Check your understanding »
1. Write out the stretch of the road-trip post from "We arrived in" through "waffles and coffee!".
2. In the road-trip post, what two numbers are inscribed on the stone walls at the Oklahoma City memorial?
3. Carry on the road-trip post about the drive from Houston to Kansas City from where it stops.

Selected extract »
Week 4: Houston to Kansas City!
We had a great week, driving from Texas to Missouri. Our pace slowed down a bit, and we were able to stop and see a few more sites along the way. We actually stuck around in Houston on Monday, just to enjoy the great facilities at Lakeside RV Park. A spectacular pool and spa, and a rec room with a big screen TV, computer room, complimentary snack bar, game tables, sitting areas, gym, and indoor spa kept us busy all morning. Then we headed out that afternoon, bound for Dallas.
Our first stop, just outside Houston, was at the Sam Houston monument in Huntsville. A massive work of art that claims to be the "largest statue of an American Hero" towers over I-45. We stopped to get an up-close look at this former President of Texas! That's Nick with the statue, which was completed the year that Nick was born. (Looks like Nick has some catching up to do!
Having seen the "Statue Delivery" on our trip to New York last season, the kids weren't as impressed as they could have been by the size of Mr. Houston, but they did think it was pretty cool that he has a city named after him!
We arrived in Dallas that night, pulling in after 9:00 to the home of our tailgating friends, the Beaudrys. As soon as we had the Tour Coach parked in their driveway, Bart started cooking! After stuffing us full, he gave us the grand tour of all his cooking and tailgating toys. We stayed up late, talking food and football. And the next morning, woke to fresh waffles and coffee!
From there we drove on up to Oklahoma City, where we spent an hour walking through the memorial to the bombing. It's a breathtakingly quiet place, a quality that reminded us of our visit to ground zero.
But at the same time, it is a place of beauty, and of healing. The rolling lawns and shade trees, the shallow, still reflecting pool, and the striking absence of what was there before... Two massive yet simple stone walls frame the open space between, and they are inscribed with two numbers. One reads 9:01, the other 9:03, marking the exact minutes just before and just after everything changed.

Data for analysis »
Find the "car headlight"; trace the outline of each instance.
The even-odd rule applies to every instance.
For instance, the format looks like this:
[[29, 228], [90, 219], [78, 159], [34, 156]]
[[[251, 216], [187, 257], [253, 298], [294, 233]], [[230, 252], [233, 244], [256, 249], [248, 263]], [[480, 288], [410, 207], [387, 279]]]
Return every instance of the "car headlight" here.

---

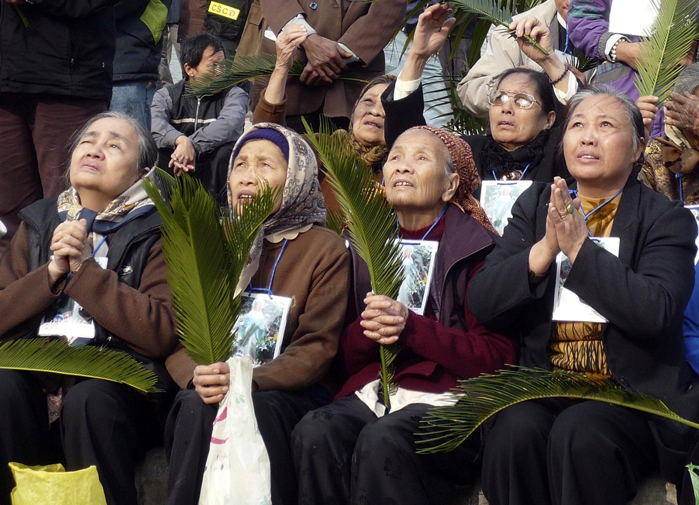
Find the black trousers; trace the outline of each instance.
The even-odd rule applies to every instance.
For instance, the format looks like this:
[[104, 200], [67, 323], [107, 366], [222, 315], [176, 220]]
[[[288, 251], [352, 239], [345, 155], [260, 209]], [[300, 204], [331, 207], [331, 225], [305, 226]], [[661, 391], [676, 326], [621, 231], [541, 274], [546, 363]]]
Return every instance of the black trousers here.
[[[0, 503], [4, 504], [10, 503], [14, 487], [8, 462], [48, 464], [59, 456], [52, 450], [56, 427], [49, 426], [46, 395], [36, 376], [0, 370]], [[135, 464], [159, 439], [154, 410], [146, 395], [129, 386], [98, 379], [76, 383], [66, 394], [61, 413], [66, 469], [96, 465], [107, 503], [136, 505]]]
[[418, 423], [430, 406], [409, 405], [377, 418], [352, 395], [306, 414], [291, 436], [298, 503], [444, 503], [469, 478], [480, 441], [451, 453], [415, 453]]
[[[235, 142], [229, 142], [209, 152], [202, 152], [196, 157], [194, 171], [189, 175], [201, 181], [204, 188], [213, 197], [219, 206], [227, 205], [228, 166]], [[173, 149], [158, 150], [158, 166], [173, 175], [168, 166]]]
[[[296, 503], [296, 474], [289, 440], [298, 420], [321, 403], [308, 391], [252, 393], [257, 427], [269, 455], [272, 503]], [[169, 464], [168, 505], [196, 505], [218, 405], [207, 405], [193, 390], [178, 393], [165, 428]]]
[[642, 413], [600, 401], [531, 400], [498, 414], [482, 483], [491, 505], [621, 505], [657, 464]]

Set of answers »
1.
We arrived in Dallas that night, pulling in after 9:00 to the home of our tailgating friends, the Beaudrys. As soon as we had the Tour Coach parked in their driveway, Bart started cooking! After stuffing us full, he gave us the grand tour of all his cooking and tailgating toys. We stayed up late, talking food and football. And the next morning, woke to fresh waffles and coffee!

2. 9:01 and 9:03

3.
Rows of empty chairs fill one of the lawns, with the name of the victims each inscribed on the base. Most striking are the 19 tiny chairs containing the names of the young children who died that day.
Just outside, a chain link fence still holds mementos and prayers for the victims. And a visitor center next door contains all the photos, stories, and history. Blank chalkboards are embedded in the ground of a courtyard outside, and chalk is provided for children and visitors to leave their messages and prayers. A wall of hand painted tiles nearby expresses the hopes and fears of local schoolchildren. And chapels and shrines surround the spot on every side.
This is clearly a place intended to give solace to the grieving, and the hope of peace to our world. It was moving for us all. And as I struggled to explain to Frankie events I'm sure I will never understand, the irony suddenly struck me. At that moment, I recalled a morning 5 years ago, in a hospital room in Spokane, Washington where we were waiting for the arrival of our third son. On the television in the labor room, throughout the morning, were news reports about the execution of the OK City bomber, Timothy McVeigh.
And now, there I was, standing with Frankie at this place -- as a part of -- this statement that life does, in defiance of all that is ugly and evil, go on.
“We come here to remember
those who were killed, those who survived,
and those changed forever.
May all who leave here know the impact of violence.
May this memorial offer comfort, strength, peace, hope, and serenity."